「お母さん、2月1日と2日、一緒に名古屋に行かない?」
高2の娘からお誘いがあった。
「あ、どっちも仕事だから、ダメだ~」
「何だ、じゃあ、お父さんに聞いてみる」
なぜ名古屋なのかというと、彼女がSKE48のライブに当選したからだ。2月1日の16時から始まるので、1泊して、東京には翌日戻ってくる予定らしい。さすがに、高校生が一人で遠出するのはよくない。夏に福岡ドームでのコンサートに当たったときは私が同行したが、今回は夫がついていくことになった。
「じゃあ、行ってきます!」
2人は元気よく出かけていったが、普段はろくに会話もしない。2日間も一緒にいて、ケンカしないだろうか。
私の不安は、食べ物が解決してくれたらしい。昼前に名古屋駅に到着し、早速メールが送られてきた。

» **一覧**:
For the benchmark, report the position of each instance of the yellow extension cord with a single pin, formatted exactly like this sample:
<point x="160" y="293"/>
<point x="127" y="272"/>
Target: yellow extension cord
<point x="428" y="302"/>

» **取り組む課題**: 娘と夫の名古屋行きをつづった文章を、最後の文の後から書き継いでください。

» **課題の解答**:
「きしめん、うまい」
ほほう。
会話が弾まなくても、美味しい食べ物があると、人は笑顔になれる。写真を撮ったり、感想を言い合ったりして、白けた雰囲気にはならなかったのだろう。
ライブの間は、3時間、夫も立ち上がって観ていたという。「ノリがよかった」と娘がほめていた。
夜はホテルでルームサービスを頼んだところ、これも抜群に美味だったそうだ。
私は、一日だけ一人暮らしとなったから、仕事のあとは友人と夕食をとり、息抜きしたあと、遅い帰宅をした。夫から「まだ帰らないの?」と催促されることもなく、娘から「酒臭いよ」と文句を言われる心配もない。
私は自由だ!
誰もいない部屋は冷え切っていたが、すべてが自分のペースで行動できるところは魅力である。誰かに頼まれごとや邪魔ををされることもなく、全身で解放感を味わった。家事は全部自分でやらなければならないとはいえ、ストレスとは無縁の空間が心地よかった。
「ひつまぶし、うまい」
翌日、つまり今日の昼食は、楽しみにしていた「ひつまぶし」らしい。
お腹がパンパンになるほど食べて、苦しかったけれど、メールにはすごく美味しくて満足だと書いてあった。
「天むす買って帰るね」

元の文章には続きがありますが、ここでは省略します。